• PAGE EXCERPT
To cut to the chase, I recently auditioned for a nice little role in a TV show.  And it turned out the audition went so well, I now have an audition for a different, bigger role on the same episode.  My agent shared with me that the casting director had texted her, after my first audition, "She is beyond lovely.  Such a beautiful soul and great read."  This second role I'm reading for is substantial.  The character has a name (not all my small roles have had), several scenes, a tragic background, a story arc.  And if I don't get this role, I feel pretty certain I'll get the first one I read for.

In my world, this is huge.  This is fantastic news.  This is incredibly affirming, tells me that I may actually have some acting talent.  The  prospect of getting a  role like this at this point in my career is terribly exciting, like jump up and down exciting.

Stored data:
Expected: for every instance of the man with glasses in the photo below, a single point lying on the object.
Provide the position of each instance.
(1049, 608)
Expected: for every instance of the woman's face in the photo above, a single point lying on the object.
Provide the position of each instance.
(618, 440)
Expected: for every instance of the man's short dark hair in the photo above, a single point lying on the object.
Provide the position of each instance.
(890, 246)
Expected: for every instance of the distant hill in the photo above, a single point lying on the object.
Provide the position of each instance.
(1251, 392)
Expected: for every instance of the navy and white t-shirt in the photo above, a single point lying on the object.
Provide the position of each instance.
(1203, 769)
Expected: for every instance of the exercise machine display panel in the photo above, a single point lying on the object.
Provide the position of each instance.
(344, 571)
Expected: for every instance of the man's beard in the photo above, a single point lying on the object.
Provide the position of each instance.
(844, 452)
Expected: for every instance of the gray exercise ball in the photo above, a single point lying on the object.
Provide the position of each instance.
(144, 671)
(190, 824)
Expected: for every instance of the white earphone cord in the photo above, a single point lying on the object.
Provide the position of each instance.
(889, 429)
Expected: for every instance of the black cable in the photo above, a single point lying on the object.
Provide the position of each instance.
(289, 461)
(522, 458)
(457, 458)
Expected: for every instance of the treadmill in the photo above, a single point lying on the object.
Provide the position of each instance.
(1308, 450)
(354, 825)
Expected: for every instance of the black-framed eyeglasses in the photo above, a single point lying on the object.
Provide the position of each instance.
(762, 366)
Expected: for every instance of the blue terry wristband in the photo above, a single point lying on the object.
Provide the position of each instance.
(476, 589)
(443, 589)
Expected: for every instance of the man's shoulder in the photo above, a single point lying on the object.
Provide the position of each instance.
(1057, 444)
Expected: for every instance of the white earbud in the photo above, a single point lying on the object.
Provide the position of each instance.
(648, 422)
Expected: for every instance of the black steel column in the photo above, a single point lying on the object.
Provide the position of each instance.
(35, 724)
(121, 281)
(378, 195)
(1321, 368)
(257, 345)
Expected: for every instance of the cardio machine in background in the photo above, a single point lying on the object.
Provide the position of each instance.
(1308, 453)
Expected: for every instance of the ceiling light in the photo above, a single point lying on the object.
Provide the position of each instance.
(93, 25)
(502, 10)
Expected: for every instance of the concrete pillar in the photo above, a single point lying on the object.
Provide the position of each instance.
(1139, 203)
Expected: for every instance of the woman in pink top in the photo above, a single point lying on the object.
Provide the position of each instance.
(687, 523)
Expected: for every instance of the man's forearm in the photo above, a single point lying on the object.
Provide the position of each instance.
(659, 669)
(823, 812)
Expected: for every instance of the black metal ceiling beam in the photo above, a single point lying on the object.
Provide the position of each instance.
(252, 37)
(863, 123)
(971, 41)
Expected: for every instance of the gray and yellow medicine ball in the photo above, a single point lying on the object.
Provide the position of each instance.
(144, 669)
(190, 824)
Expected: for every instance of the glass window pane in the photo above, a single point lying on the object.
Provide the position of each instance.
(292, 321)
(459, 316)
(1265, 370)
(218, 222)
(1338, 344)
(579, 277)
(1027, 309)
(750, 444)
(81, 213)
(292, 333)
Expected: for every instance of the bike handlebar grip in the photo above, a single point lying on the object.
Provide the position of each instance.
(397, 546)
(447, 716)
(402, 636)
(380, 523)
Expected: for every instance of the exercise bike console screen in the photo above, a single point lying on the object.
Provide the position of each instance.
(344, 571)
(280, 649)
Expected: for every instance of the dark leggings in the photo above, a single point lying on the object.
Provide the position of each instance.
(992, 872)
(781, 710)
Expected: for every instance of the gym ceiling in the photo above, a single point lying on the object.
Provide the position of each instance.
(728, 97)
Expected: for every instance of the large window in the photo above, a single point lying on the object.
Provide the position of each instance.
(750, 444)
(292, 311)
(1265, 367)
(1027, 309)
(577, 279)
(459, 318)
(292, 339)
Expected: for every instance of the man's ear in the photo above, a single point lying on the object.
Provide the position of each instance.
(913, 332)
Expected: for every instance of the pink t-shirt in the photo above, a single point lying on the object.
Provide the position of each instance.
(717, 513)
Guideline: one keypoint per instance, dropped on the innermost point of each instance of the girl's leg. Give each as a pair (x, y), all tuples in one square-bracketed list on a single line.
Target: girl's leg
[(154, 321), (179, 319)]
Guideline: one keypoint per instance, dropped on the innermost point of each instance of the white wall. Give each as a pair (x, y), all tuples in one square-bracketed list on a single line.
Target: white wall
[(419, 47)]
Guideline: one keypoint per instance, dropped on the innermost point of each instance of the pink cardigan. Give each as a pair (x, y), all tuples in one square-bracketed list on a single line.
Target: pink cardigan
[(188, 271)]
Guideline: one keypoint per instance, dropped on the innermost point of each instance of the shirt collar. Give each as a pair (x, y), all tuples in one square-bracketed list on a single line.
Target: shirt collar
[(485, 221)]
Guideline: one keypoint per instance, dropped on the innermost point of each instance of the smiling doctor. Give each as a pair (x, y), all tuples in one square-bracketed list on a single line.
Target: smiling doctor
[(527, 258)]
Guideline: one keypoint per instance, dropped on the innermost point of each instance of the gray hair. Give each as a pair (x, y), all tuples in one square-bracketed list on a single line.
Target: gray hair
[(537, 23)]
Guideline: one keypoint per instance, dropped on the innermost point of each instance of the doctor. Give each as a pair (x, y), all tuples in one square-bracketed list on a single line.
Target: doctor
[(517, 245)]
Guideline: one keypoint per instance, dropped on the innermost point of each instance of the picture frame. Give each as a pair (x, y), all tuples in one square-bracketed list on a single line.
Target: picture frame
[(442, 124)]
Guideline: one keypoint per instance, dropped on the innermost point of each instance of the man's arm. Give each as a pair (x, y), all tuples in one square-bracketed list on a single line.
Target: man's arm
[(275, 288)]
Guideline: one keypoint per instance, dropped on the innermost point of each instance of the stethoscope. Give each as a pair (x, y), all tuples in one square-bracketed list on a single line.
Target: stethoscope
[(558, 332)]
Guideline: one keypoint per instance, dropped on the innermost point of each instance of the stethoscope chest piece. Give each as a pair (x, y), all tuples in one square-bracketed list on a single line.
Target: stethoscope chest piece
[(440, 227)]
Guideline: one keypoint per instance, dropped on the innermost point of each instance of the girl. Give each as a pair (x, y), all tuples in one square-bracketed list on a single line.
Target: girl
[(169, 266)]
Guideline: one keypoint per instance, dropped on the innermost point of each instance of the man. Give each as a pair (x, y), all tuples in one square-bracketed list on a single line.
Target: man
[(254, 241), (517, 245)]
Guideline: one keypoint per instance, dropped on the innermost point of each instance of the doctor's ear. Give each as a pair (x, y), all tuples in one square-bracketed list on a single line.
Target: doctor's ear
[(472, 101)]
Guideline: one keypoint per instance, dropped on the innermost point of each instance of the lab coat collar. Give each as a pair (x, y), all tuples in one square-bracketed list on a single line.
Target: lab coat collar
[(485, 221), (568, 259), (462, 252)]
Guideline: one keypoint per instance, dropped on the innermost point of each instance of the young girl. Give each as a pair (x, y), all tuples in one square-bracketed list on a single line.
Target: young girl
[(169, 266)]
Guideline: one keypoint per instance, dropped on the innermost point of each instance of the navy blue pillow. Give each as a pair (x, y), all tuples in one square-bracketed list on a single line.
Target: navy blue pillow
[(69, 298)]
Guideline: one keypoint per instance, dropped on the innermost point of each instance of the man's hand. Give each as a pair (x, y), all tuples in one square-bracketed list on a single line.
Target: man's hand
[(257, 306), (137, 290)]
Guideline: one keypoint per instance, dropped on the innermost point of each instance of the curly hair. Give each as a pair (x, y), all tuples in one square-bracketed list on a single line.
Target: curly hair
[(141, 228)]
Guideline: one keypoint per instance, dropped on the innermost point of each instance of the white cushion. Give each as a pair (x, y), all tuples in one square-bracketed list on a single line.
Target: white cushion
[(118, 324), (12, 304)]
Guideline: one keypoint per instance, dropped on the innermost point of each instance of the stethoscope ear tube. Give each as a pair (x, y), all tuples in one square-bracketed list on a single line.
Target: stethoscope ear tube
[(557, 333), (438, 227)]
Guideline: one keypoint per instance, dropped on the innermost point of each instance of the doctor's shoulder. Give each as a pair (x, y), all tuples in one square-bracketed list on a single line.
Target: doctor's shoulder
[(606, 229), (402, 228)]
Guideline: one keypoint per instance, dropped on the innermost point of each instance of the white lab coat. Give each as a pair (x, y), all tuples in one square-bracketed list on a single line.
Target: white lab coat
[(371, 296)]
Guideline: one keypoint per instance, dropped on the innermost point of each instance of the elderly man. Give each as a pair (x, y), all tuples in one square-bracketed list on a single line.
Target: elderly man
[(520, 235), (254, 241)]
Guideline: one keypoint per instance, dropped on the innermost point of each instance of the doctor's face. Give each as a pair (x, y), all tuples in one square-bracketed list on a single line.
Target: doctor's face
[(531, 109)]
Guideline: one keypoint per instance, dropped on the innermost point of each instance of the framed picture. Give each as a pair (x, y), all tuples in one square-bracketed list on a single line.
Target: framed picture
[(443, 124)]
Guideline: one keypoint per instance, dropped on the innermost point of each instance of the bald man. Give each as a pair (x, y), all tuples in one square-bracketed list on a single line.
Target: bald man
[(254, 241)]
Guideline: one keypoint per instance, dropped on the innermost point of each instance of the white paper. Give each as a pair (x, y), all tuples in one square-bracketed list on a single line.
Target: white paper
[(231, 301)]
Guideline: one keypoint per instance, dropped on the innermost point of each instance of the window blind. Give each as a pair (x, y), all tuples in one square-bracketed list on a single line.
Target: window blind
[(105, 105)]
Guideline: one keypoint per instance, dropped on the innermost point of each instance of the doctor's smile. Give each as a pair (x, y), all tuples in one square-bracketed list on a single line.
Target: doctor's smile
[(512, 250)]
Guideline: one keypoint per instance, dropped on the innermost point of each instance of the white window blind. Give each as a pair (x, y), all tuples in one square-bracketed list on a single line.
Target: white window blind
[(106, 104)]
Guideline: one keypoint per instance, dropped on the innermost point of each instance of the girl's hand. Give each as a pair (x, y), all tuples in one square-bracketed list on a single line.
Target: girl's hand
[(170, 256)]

• EXERCISE
In the audition passage, change "agent" to "manager" and write out the text from "To cut to the" to "and down exciting.".

• RESULT
To cut to the chase, I recently auditioned for a nice little role in a TV show.  And it turned out the audition went so well, I now have an audition for a different, bigger role on the same episode.  My manager shared with me that the casting director had texted her, after my first audition, "She is beyond lovely.  Such a beautiful soul and great read."  This second role I'm reading for is substantial.  The character has a name (not all my small roles have had), several scenes, a tragic background, a story arc.  And if I don't get this role, I feel pretty certain I'll get the first one I read for.

In my world, this is huge.  This is fantastic news.  This is incredibly affirming, tells me that I may actually have some acting talent.  The  prospect of getting a  role like this at this point in my career is terribly exciting, like jump up and down exciting.